- **TASK BRIEF**: Each line that follows is to be retyped exactly.
___ SUPPLIED RECORDS ___
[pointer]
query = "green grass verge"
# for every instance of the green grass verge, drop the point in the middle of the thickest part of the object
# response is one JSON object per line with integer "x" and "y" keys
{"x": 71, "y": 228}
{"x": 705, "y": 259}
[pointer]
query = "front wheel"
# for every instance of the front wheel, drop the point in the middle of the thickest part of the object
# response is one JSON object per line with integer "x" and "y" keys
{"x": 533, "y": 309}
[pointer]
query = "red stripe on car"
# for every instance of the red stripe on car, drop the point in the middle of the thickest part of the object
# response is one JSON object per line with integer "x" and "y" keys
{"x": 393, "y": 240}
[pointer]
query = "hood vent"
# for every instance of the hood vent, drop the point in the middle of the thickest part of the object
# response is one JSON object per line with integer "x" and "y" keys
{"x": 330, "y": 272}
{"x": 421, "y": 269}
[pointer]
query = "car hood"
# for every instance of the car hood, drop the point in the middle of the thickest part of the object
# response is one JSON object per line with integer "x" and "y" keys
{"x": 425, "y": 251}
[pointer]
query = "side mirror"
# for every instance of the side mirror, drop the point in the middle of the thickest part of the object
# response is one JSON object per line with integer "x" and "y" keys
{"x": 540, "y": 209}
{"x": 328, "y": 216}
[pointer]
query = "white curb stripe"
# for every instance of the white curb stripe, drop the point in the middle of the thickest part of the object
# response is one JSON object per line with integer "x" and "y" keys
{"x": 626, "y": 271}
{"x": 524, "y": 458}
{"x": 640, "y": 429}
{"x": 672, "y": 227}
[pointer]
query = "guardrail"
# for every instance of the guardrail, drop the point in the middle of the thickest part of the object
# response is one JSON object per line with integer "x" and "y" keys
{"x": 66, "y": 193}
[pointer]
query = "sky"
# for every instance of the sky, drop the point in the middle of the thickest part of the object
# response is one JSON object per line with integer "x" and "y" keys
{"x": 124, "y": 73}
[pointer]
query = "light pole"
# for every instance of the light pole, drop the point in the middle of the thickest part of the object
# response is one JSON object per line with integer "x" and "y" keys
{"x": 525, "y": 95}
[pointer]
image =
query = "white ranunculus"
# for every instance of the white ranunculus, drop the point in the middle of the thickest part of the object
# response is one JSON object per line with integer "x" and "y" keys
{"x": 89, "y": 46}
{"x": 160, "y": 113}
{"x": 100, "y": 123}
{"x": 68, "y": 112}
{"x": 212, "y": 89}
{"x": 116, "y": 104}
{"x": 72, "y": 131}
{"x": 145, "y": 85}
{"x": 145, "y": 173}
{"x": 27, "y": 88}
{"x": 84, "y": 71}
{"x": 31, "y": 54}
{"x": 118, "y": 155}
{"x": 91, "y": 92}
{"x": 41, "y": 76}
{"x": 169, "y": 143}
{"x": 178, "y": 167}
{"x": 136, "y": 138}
___
- **TASK RESULT**:
[pointer]
query = "green grass verge"
# for every instance of the green grass verge, drop the point in the middle of the thickest part of the object
# response is one JSON object per line with integer "x" and "y" keys
{"x": 71, "y": 228}
{"x": 705, "y": 259}
[pointer]
query = "front wheel"
# for every instance of the front wheel, drop the point in the middle of the thickest part of the object
# response is one JSON object per line with integer "x" and "y" keys
{"x": 533, "y": 309}
[pointer]
query = "red stripe on car"
# for every instance of the red stripe on car, drop the point in the middle of the thickest part of the object
# response is one JSON object per line with integer "x" and "y" keys
{"x": 393, "y": 240}
[pointer]
query = "hood vent"
# for every instance of the hood vent, drop the point in the middle of the thickest part of the object
# response is one JSON object per line with integer "x" and "y" keys
{"x": 330, "y": 272}
{"x": 421, "y": 269}
[pointer]
query = "car hood"
# for every instance of the car hood, drop the point in the middle of the thickest part of the object
# response is one JSON object per line with integer "x" and "y" keys
{"x": 425, "y": 251}
[pointer]
query = "side mirror"
# for every instance of the side mirror, drop the point in the middle of the thickest part of the object
# response is one JSON object per line with integer "x" and "y" keys
{"x": 540, "y": 209}
{"x": 328, "y": 216}
[pointer]
query = "white curb stripe"
# for every instance of the white curb stripe, drop the point in the middle of the thickest part of the object
# response is one JSON object per line with integer "x" and "y" keys
{"x": 626, "y": 271}
{"x": 524, "y": 458}
{"x": 640, "y": 429}
{"x": 672, "y": 227}
[pointer]
query = "guardrail"
# for every instance of the guardrail, drop the point in the middle of the thickest part of the object
# response is one JSON object per line with integer "x" and "y" keys
{"x": 66, "y": 193}
[pointer]
query = "sky"
# for every instance of the sky, drop the point in the middle of the thickest part of the object
# response is one JSON object per line with integer "x" and "y" keys
{"x": 124, "y": 73}
[pointer]
query = "light pole"
# for every instance of the light pole, drop the point in the middle of the thickest part of the object
# response is one JSON object per line with integer "x" and "y" keys
{"x": 525, "y": 95}
[pointer]
image =
query = "white ranunculus"
# for every instance of the white ranunculus, drop the point in the middle of the thickest part of the object
# response is one JSON object per line with integer "x" and "y" keys
{"x": 89, "y": 46}
{"x": 160, "y": 113}
{"x": 100, "y": 123}
{"x": 68, "y": 112}
{"x": 212, "y": 89}
{"x": 116, "y": 104}
{"x": 72, "y": 131}
{"x": 145, "y": 85}
{"x": 145, "y": 173}
{"x": 27, "y": 88}
{"x": 84, "y": 71}
{"x": 31, "y": 54}
{"x": 118, "y": 155}
{"x": 91, "y": 92}
{"x": 41, "y": 76}
{"x": 169, "y": 143}
{"x": 178, "y": 167}
{"x": 136, "y": 138}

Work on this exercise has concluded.